Input:
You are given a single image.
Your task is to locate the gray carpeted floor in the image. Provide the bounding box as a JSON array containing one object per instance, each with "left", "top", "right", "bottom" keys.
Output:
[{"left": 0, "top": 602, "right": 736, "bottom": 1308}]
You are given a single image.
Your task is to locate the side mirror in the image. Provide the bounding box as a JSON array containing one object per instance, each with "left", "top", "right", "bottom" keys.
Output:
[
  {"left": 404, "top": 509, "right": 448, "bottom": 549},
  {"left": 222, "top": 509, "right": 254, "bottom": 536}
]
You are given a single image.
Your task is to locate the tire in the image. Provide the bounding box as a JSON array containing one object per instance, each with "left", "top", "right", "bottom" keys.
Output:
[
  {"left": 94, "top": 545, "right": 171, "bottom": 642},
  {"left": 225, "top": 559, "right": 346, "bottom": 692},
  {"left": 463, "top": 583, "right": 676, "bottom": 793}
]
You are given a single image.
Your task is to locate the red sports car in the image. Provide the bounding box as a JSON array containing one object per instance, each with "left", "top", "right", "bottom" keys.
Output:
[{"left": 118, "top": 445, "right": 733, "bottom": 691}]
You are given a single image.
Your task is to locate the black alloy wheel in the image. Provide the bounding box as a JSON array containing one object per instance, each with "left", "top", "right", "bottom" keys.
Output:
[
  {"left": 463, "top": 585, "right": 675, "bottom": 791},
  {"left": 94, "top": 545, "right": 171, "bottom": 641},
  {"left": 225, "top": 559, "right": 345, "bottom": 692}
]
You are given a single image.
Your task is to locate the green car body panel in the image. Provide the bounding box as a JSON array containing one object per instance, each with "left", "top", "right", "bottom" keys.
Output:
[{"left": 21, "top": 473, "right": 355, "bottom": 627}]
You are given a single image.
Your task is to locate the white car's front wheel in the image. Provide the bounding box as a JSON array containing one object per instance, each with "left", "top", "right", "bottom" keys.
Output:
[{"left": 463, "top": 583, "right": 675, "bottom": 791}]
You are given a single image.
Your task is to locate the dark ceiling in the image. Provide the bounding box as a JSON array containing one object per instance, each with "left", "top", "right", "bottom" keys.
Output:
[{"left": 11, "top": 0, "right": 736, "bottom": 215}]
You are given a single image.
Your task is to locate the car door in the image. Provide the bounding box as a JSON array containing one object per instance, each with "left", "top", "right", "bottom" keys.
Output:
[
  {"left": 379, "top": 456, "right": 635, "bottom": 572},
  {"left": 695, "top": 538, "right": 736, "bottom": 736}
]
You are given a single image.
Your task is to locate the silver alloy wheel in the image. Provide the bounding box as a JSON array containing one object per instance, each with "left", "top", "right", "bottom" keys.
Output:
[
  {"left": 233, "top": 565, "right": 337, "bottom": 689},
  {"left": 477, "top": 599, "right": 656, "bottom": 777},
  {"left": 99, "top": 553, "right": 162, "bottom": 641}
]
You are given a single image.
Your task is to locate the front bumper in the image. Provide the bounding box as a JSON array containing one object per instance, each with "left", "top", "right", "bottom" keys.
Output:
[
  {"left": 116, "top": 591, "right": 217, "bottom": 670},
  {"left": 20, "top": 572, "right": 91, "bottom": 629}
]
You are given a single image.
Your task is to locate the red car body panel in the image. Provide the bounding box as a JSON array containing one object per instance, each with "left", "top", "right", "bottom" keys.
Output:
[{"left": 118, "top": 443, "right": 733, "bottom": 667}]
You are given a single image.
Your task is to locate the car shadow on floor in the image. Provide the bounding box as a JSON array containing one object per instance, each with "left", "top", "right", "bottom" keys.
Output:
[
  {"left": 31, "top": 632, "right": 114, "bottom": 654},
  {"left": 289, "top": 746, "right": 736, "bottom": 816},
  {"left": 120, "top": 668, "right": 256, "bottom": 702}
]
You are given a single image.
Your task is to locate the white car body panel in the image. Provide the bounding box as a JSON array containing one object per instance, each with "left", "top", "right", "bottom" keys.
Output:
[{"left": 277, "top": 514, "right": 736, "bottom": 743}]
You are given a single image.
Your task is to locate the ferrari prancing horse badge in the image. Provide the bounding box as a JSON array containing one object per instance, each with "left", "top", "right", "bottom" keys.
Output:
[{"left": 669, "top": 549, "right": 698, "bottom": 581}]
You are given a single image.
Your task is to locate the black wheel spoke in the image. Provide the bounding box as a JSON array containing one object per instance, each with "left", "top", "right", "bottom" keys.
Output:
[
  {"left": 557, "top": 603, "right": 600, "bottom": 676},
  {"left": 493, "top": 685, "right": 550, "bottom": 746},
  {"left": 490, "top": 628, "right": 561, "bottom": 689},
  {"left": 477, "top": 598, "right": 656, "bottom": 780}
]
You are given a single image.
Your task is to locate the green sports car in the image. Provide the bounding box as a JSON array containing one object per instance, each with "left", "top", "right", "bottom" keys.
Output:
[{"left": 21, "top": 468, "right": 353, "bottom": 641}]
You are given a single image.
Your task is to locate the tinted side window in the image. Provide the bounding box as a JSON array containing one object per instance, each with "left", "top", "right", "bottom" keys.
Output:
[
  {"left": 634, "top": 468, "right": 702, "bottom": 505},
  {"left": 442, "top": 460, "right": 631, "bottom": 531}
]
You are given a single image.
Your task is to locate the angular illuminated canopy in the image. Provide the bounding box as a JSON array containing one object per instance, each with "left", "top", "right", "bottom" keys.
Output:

Written instruction: Copy every line exactly. Leave nothing out.

Written reply:
You are given a single image.
Your task is to locate the gray carpeted floor in the image. Provide the bounding box as a JSON array containing one object per instance, each with "left", "top", "right", "bottom" keys.
Output:
[{"left": 0, "top": 602, "right": 736, "bottom": 1308}]
You are given a single image.
Your task is to locate the side mirror in the image. Provide the bounding box as a JSON array containing one object per instance, each with "left", "top", "right", "bottom" keys.
Output:
[
  {"left": 404, "top": 509, "right": 448, "bottom": 549},
  {"left": 222, "top": 509, "right": 254, "bottom": 536}
]
You are given a single image.
Your task is to locate the tire in the image. Provide the bounding box as a JSON array containing one object per instance, each with "left", "top", "right", "bottom" keys.
Output:
[
  {"left": 94, "top": 545, "right": 171, "bottom": 642},
  {"left": 225, "top": 559, "right": 346, "bottom": 692},
  {"left": 463, "top": 583, "right": 676, "bottom": 793}
]
You are given a single image.
Your task is to locate the red sports car in the image. Provide the bounding box as a JSON array containing one object per instance, each with "left", "top", "right", "bottom" keys.
Output:
[{"left": 118, "top": 445, "right": 733, "bottom": 691}]
You are given a single image.
Your task is to locate the black alloy wheel in the image. Provide the bounding box as a JSON array containing one object per instance, each with "left", "top", "right", "bottom" keys.
Output:
[
  {"left": 463, "top": 585, "right": 675, "bottom": 791},
  {"left": 94, "top": 545, "right": 171, "bottom": 641},
  {"left": 225, "top": 559, "right": 345, "bottom": 692}
]
You are given a single image.
Your task is to locate the green car body panel in the image. Provide the bounding box as a JSON array containing one object per instance, each with "left", "top", "right", "bottom" keys.
Output:
[{"left": 21, "top": 473, "right": 355, "bottom": 627}]
You are given a single image.
Your task is to locate the white car's front wheel in the image. Provide the bounding box as a JSON array containing one object per instance, each with "left", "top", "right", "bottom" keys.
Output:
[{"left": 463, "top": 583, "right": 675, "bottom": 791}]
You are given a single image.
Your task is to locate the dark ceiling in the image. Provide the bounding box as a JSON array containing one object per instance, each with "left", "top", "right", "bottom" keys.
Output:
[{"left": 11, "top": 0, "right": 736, "bottom": 215}]
You are given a single image.
Your task is to locate the car door in the image. Provide the bounding box as a JSON array containing one object per instance, each with "left", "top", "right", "bottom" keys.
Output:
[
  {"left": 379, "top": 456, "right": 635, "bottom": 572},
  {"left": 695, "top": 538, "right": 736, "bottom": 736}
]
You are given a single image.
Your task is to locate the silver alloy wheel in the image. Provide the bounding box as a JSON array containing one object per instance, each with "left", "top", "right", "bottom" keys.
Output:
[
  {"left": 233, "top": 565, "right": 337, "bottom": 689},
  {"left": 477, "top": 599, "right": 656, "bottom": 777},
  {"left": 99, "top": 553, "right": 162, "bottom": 641}
]
You are given a single image.
Your task is to locate the front bumper in the image. Provide the bounding box as a JSON array containing one object per instance, each with "left", "top", "right", "bottom" keys.
Output:
[
  {"left": 116, "top": 591, "right": 217, "bottom": 670},
  {"left": 20, "top": 572, "right": 91, "bottom": 629}
]
You are given a single image.
Your task is to locate the red car body panel in the image. Provide the bounding box as a JSON array containing one object per instance, each with "left", "top", "right", "bottom" keys.
Output:
[{"left": 118, "top": 443, "right": 733, "bottom": 667}]
You are given a single image.
Your task is to locate the car shadow on floor in the image. Provide the bounding box as a JSON array containing one object per instance, each with "left", "top", "right", "bottom" keys.
Output:
[
  {"left": 31, "top": 632, "right": 114, "bottom": 654},
  {"left": 289, "top": 746, "right": 736, "bottom": 816},
  {"left": 120, "top": 668, "right": 256, "bottom": 702}
]
You are given a single image.
Your task is to locate the white car body panel in the image. Provide the bounding box as a JSON array containing one object per instance, each with "left", "top", "right", "bottom" keys.
Output:
[{"left": 277, "top": 514, "right": 736, "bottom": 743}]
You are given a single image.
Your task is to locate the ferrari prancing horse badge in the image. Provide the bounding box as a JSON array containing one object per instance, each with "left", "top", "right", "bottom" keys.
Output:
[{"left": 669, "top": 549, "right": 698, "bottom": 581}]
You are given a single image.
Your task is to locate the black wheel spoke in the image. Provide the bounding box as a JSON array containing one object per instance, each with "left", "top", "right", "bottom" keys.
Output:
[
  {"left": 557, "top": 603, "right": 600, "bottom": 676},
  {"left": 493, "top": 685, "right": 550, "bottom": 746},
  {"left": 490, "top": 628, "right": 561, "bottom": 689},
  {"left": 477, "top": 598, "right": 656, "bottom": 780}
]
You are given a single image.
Your task is to locate the green sports car in the image. Provide the bounding box as a JSON array containing one object per instance, each with "left", "top", "right", "bottom" keys.
Output:
[{"left": 21, "top": 468, "right": 353, "bottom": 641}]
You are given a single image.
Your task is to locate the tinted side window in the image. Provide the bounding box as a JSON array containing one object per instance, each with "left", "top", "right", "bottom" keys.
Output:
[
  {"left": 634, "top": 468, "right": 702, "bottom": 505},
  {"left": 442, "top": 460, "right": 631, "bottom": 531}
]
You are given a single image.
Your task is to locate the angular illuminated canopy in the image. Provide the bounding box as a JSON array containing one object per instance, each with "left", "top", "right", "bottom" keys.
Output:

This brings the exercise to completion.